Written request: In the rows below, report each line that contains the word "yellow", copying the whole line.

>> Start Data listing

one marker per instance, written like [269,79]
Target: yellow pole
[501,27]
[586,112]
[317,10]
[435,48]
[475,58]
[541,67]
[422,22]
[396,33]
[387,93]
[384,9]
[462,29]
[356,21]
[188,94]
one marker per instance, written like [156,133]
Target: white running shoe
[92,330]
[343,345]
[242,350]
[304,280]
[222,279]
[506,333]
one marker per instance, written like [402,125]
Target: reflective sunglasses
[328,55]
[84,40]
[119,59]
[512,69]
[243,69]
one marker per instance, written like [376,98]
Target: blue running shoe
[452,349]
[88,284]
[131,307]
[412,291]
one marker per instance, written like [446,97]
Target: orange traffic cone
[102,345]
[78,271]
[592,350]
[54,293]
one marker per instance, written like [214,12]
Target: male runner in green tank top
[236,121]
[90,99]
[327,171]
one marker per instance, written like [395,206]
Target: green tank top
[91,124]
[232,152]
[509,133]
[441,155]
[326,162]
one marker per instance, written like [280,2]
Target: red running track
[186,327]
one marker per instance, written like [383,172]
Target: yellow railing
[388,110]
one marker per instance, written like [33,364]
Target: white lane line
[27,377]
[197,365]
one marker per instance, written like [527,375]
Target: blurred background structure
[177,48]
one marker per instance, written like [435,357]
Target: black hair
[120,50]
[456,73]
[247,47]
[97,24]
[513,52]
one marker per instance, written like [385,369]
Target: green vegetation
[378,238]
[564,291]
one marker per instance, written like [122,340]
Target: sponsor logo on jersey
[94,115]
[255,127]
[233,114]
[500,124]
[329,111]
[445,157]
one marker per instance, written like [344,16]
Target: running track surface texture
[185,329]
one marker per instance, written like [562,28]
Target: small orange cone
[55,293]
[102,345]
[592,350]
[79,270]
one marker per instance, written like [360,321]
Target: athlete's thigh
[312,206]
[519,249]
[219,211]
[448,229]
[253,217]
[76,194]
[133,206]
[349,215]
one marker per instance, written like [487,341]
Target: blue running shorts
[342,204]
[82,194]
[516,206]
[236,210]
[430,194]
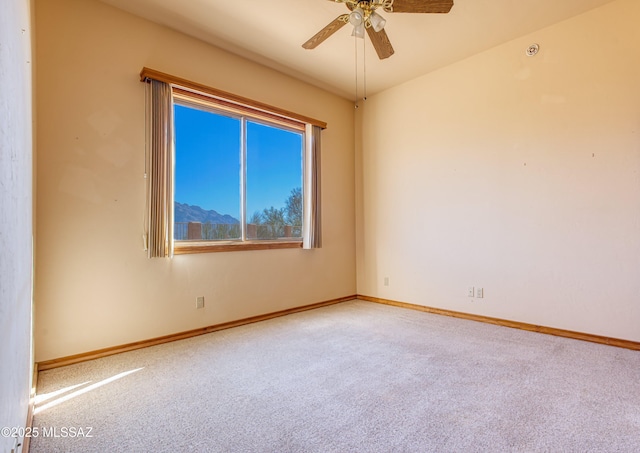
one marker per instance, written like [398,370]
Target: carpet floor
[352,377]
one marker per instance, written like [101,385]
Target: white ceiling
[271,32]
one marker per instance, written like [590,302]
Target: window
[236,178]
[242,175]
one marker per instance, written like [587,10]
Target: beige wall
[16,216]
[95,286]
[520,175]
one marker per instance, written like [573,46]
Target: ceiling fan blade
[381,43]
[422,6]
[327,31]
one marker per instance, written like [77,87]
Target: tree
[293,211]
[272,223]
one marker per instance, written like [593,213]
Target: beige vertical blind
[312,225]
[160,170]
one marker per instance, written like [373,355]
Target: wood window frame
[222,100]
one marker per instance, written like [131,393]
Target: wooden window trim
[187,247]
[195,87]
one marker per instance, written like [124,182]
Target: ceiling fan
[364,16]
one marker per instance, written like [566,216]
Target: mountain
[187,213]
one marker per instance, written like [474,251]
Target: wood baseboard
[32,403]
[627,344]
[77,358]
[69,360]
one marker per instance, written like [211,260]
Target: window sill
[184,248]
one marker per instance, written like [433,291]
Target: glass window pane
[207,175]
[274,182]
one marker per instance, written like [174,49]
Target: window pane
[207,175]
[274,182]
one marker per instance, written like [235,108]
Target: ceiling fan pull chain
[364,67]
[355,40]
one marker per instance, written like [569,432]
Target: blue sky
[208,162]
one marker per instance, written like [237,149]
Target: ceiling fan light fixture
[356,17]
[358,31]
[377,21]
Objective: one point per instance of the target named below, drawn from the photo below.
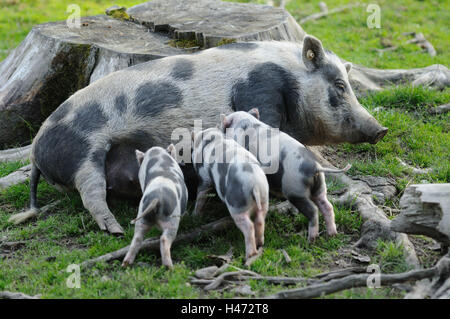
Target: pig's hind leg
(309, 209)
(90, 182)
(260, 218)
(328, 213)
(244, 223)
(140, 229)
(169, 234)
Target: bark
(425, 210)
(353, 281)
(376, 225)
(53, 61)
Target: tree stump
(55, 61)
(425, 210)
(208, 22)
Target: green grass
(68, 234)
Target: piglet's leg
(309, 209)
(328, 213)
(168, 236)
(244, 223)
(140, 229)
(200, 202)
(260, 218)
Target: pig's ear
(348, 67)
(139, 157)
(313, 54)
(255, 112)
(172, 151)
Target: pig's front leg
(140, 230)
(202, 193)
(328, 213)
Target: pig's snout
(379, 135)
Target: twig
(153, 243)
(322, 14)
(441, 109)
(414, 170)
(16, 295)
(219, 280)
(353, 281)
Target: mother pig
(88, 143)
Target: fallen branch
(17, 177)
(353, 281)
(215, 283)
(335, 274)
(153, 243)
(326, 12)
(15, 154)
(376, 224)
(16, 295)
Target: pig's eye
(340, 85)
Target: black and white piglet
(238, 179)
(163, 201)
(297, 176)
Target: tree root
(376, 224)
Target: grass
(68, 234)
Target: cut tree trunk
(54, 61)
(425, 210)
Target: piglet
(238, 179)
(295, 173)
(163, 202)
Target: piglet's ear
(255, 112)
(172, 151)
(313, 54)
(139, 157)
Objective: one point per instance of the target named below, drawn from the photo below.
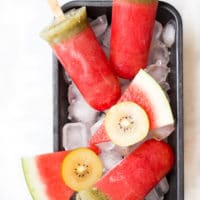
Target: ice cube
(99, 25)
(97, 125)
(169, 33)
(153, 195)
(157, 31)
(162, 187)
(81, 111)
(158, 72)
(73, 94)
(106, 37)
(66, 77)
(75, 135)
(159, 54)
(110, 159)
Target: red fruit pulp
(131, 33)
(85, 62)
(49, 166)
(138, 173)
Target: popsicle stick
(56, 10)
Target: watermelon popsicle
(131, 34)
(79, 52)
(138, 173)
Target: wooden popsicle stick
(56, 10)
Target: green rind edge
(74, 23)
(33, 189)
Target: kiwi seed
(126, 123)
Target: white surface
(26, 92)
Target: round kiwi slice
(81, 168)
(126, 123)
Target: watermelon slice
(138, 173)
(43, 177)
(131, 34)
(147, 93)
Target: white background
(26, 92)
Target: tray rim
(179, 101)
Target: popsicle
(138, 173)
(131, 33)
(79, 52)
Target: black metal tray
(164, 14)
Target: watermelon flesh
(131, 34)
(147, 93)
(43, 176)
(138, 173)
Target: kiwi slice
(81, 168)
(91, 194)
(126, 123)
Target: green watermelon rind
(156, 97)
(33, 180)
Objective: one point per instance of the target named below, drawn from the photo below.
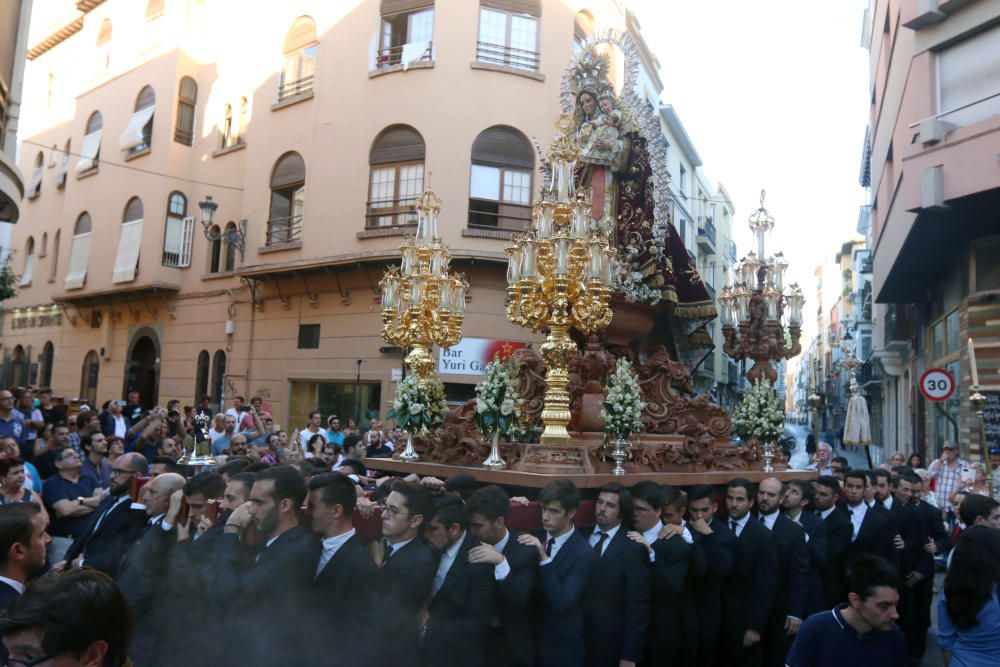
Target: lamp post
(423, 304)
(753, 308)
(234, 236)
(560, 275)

>> End Data listing
>> Start Data listing

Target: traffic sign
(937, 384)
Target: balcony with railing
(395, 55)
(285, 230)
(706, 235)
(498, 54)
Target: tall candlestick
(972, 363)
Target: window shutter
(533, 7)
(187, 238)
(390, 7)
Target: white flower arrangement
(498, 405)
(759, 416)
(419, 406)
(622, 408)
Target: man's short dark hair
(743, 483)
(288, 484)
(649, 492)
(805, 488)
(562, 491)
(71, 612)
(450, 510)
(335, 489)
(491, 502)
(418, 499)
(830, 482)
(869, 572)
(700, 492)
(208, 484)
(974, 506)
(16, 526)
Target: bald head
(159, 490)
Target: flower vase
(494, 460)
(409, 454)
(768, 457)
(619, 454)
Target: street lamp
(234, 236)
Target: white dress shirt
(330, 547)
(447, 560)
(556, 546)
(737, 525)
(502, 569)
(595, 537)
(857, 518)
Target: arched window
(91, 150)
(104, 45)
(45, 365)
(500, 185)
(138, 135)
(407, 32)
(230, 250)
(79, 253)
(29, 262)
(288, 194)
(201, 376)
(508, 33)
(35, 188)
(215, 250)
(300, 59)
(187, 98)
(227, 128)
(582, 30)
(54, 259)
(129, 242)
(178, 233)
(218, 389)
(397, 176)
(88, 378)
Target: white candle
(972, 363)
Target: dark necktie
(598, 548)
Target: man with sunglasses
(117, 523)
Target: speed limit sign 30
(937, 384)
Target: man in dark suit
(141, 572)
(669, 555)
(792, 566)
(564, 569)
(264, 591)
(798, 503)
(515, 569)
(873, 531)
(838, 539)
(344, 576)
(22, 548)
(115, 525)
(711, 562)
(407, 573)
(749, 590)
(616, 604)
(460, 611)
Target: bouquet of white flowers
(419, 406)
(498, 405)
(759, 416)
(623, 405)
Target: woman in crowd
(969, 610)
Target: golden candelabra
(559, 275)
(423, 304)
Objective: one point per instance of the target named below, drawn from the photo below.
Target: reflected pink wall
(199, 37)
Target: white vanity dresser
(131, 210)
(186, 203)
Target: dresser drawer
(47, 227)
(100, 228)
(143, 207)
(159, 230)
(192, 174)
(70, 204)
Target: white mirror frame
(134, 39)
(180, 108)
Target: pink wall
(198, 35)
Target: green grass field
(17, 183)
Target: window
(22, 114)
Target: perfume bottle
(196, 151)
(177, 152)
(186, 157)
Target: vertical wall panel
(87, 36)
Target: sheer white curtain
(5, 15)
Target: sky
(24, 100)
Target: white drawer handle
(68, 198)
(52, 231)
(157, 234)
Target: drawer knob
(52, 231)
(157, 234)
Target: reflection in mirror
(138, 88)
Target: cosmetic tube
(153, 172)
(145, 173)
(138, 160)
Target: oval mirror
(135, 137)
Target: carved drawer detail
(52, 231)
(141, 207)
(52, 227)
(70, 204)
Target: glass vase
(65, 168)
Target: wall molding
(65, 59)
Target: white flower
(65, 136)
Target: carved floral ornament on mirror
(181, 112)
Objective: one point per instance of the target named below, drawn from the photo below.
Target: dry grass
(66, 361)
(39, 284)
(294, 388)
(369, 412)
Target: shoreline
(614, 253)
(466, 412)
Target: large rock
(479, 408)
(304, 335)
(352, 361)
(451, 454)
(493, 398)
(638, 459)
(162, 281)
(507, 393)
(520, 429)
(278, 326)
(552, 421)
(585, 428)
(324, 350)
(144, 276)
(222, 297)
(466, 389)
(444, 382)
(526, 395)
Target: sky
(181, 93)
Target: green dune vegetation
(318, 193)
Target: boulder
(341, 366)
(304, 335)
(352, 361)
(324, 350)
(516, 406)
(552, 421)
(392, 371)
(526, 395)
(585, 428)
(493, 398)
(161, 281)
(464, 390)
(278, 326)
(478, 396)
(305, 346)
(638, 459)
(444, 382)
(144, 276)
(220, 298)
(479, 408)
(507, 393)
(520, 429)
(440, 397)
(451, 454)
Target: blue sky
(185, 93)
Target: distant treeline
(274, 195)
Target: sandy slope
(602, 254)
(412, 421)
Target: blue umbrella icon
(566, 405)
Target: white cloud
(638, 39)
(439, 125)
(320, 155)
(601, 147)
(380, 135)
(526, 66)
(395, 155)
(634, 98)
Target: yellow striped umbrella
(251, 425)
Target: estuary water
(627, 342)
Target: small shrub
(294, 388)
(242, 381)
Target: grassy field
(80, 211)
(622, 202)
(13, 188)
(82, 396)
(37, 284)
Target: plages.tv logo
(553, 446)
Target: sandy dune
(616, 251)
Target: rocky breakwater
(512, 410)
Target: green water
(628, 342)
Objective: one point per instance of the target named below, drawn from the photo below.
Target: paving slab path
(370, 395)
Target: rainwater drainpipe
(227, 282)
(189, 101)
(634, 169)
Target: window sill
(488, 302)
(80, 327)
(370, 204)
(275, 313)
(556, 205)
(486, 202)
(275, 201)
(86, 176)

>> End Data listing
>> Start Data listing

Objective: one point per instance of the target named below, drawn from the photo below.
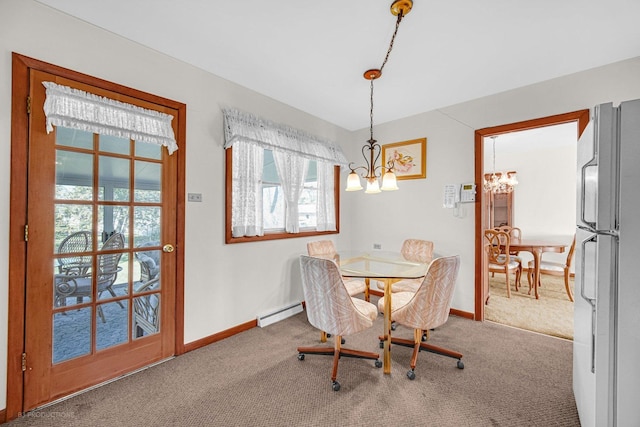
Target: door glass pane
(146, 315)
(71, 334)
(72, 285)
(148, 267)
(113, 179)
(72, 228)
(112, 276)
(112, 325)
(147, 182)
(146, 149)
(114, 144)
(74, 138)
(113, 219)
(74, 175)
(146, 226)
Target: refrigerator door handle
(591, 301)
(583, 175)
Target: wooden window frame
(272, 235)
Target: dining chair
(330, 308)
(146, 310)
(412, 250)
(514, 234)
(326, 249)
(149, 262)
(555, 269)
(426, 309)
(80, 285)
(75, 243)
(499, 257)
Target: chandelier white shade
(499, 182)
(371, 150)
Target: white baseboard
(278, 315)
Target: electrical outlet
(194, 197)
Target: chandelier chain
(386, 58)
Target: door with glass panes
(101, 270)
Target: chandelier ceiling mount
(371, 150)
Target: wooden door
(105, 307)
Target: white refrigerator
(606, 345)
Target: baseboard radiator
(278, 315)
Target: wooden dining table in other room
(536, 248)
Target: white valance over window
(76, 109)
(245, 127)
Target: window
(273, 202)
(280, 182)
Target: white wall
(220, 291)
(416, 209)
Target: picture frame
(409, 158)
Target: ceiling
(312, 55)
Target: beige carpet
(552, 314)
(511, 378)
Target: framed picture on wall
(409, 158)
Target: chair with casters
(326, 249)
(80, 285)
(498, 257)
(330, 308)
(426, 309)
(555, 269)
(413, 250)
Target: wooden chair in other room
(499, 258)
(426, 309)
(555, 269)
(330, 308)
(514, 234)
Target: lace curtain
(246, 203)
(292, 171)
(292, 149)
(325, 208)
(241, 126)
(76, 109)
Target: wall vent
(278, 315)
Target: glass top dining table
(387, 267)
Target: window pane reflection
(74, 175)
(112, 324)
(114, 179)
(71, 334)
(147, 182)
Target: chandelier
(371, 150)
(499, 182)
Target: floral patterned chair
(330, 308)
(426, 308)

>> End Data listing

Response to the exercise:
Target: yellow pole
Target: yellow railing
Target: yellow striped umbrella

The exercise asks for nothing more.